#### Goal of the exercise:
Please copy the rows below word for word, starting at the line that contains "of the brown" and ending with the last line of the rows.

Start of Supplied records

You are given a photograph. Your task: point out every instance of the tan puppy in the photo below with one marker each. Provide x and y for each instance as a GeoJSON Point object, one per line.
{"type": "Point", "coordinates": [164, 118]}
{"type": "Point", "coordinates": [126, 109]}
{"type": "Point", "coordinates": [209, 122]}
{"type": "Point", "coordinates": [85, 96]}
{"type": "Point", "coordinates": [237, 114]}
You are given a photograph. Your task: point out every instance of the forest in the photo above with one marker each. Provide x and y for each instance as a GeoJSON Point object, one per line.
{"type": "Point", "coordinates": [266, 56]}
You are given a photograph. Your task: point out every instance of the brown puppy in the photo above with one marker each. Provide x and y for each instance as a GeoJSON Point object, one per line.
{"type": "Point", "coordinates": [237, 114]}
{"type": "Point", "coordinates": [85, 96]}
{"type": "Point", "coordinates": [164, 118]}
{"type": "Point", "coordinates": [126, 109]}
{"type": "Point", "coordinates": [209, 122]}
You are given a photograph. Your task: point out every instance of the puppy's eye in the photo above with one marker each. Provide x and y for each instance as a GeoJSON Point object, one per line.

End of Supplied records

#### Task output:
You are given a photograph. Your task: point out every instance of the brown puppy in the photo above with one marker each. Provide x and y for each instance as a GeoJSON Point object, one per line.
{"type": "Point", "coordinates": [237, 114]}
{"type": "Point", "coordinates": [85, 96]}
{"type": "Point", "coordinates": [164, 118]}
{"type": "Point", "coordinates": [126, 109]}
{"type": "Point", "coordinates": [209, 122]}
You are given a photograph. Your task: point out every instance of the puppy's eye in the photo above with one marker each. Provide x and y for each instance as a GeoJSON Point object, one per line.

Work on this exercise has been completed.